[Stored records]
○ ○ ○ ○ ○

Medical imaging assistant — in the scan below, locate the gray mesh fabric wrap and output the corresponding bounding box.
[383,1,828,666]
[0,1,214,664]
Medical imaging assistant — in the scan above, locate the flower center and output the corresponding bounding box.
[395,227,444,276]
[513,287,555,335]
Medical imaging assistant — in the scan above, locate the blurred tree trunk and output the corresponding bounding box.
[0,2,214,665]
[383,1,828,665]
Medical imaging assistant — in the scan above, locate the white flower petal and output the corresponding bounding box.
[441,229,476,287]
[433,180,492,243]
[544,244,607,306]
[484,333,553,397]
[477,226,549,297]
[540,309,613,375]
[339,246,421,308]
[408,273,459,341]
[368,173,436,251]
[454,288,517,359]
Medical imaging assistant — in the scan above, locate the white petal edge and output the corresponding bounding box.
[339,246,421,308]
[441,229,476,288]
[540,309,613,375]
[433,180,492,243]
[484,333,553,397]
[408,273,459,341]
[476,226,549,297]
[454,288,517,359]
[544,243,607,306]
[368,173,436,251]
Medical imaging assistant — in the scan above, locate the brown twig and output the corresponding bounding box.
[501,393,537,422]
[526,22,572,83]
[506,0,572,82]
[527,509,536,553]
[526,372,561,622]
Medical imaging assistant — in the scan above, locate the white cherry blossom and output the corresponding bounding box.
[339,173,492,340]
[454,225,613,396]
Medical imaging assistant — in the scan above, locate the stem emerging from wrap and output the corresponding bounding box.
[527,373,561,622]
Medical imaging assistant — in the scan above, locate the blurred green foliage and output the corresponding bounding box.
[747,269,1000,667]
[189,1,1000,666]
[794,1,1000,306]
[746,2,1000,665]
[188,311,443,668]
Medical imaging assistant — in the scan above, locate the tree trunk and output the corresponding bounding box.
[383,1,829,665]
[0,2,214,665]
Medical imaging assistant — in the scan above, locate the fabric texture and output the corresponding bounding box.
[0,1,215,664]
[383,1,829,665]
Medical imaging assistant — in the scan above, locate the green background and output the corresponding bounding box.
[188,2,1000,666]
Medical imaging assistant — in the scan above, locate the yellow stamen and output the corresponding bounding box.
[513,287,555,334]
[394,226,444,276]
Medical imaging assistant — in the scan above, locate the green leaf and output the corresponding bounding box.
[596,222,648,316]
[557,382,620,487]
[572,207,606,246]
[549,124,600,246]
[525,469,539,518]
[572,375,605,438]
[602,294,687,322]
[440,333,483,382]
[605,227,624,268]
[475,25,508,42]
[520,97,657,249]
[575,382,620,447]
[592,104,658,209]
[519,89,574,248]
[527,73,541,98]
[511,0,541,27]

○ ○ ○ ○ ○

* WHAT YOU ARE ASKED TO DO: Your output should match the records above word for word.

* THE ANSWER:
Medical imaging assistant — in the scan below, locate the gray mesh fabric wrap and output the corresponding bounding box.
[383,1,828,666]
[0,1,214,664]
Medical imaging assistant — in the scan above, locate the flower center and output the corresponding bounding box.
[395,227,444,276]
[513,287,555,335]
Medical imaging assistant — in the scan above, locate the blurred tree trunk and output the corresponding bounding box.
[0,2,214,665]
[383,1,828,665]
Medical imaging assistant — in the scan above, locate the white flower petal and output the corresponding bounding box.
[441,229,476,287]
[433,180,492,243]
[544,244,607,306]
[484,333,553,397]
[477,226,549,297]
[540,309,613,375]
[339,246,421,308]
[408,273,459,341]
[368,173,436,251]
[454,288,517,359]
Medical imaging assistant — in the scan above, locate the white petal edge and output the corresponding bounding box.
[339,246,421,308]
[441,229,476,288]
[540,309,613,375]
[433,180,492,243]
[484,333,553,397]
[408,273,459,341]
[476,226,549,297]
[454,288,517,359]
[544,243,607,306]
[368,173,436,251]
Medical imaging assistant — in the scan above, locate the brown twig and output the corresponding bounding box.
[501,393,537,422]
[526,22,572,83]
[506,0,572,82]
[527,509,536,553]
[526,372,561,622]
Medical imaging assistant — in the scan above, locate the white cherry blossom and output the corresponding bounding box.
[339,173,492,340]
[454,225,613,396]
Medical imaging assistant — in the scan above, locate the stem emerging from wrap and output the corresponding bounding box.
[527,373,561,622]
Medical imaging assistant — in the scan above, locate the blurred green foliage and output the corresponding bounding box.
[747,269,1000,667]
[189,1,1000,666]
[794,1,1000,306]
[746,2,1000,665]
[188,311,443,668]
Medical imaging assistant — in the scan above, locate the tree trunk and output the corresponding bounding box.
[383,1,829,665]
[0,2,214,665]
Medical imaging assistant — in the scan above, locate the fabric texture and output the corresponding bounding box.
[0,1,215,664]
[383,1,829,665]
Medical imaging assistant — in the scan above, locate the green background and output the corresponding bounding box.
[188,2,1000,666]
Medical imaging assistant — in the scan above, locate the yellow stamen and output the corresponding bounding box.
[513,287,555,334]
[394,226,444,276]
Medical imaging assistant — in the scan above, locate the green leaf and output the corresponding bounding box.
[596,222,648,316]
[557,382,620,487]
[572,207,606,246]
[549,124,600,246]
[525,469,539,518]
[572,375,605,438]
[602,294,687,322]
[440,333,483,382]
[605,227,624,268]
[475,25,508,42]
[520,97,657,249]
[575,382,620,447]
[592,104,658,209]
[519,89,574,248]
[527,73,541,98]
[511,0,541,27]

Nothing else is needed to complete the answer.